> What the task asks
Reproduce the line that contains "[pin] light wood floor -- one per line" and every line after it through the end of the records, exactly, with nothing added.

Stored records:
▼▼▼
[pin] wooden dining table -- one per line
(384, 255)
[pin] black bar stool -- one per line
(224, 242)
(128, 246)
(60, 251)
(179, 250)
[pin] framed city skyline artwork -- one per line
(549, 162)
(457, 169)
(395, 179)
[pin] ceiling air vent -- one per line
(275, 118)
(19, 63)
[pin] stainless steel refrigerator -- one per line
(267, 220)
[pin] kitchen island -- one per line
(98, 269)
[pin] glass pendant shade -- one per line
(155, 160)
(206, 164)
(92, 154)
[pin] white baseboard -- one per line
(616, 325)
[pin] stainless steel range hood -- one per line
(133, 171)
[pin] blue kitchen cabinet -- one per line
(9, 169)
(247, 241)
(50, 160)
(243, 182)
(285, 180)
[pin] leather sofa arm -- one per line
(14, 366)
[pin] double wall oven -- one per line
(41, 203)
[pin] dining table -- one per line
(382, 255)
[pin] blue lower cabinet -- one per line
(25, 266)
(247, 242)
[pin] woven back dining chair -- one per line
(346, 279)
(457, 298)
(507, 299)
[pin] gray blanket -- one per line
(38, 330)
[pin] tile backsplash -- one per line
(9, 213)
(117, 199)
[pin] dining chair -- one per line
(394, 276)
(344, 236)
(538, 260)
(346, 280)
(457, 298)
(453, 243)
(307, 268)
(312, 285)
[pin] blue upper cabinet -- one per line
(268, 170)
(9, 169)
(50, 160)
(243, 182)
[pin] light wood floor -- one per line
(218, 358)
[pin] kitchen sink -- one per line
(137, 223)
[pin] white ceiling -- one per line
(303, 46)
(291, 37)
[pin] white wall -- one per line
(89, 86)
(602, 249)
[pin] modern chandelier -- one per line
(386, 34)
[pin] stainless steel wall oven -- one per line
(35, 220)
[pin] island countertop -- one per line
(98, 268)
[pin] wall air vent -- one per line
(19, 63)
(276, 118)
▲▲▲
> Response area
[pin] light wood floor -- one per line
(218, 358)
[pin] kitchen sink -- one per line
(137, 223)
[pin] white ceiling -- one per line
(303, 46)
(291, 37)
[pin] white wall -- one per line
(89, 86)
(602, 249)
[pin] modern chandelier -- one per line
(386, 34)
[pin] stainless steel wall oven -- one per line
(35, 220)
[pin] island countertop -- one per line
(98, 268)
[pin] wall air vent -- one per line
(19, 63)
(276, 118)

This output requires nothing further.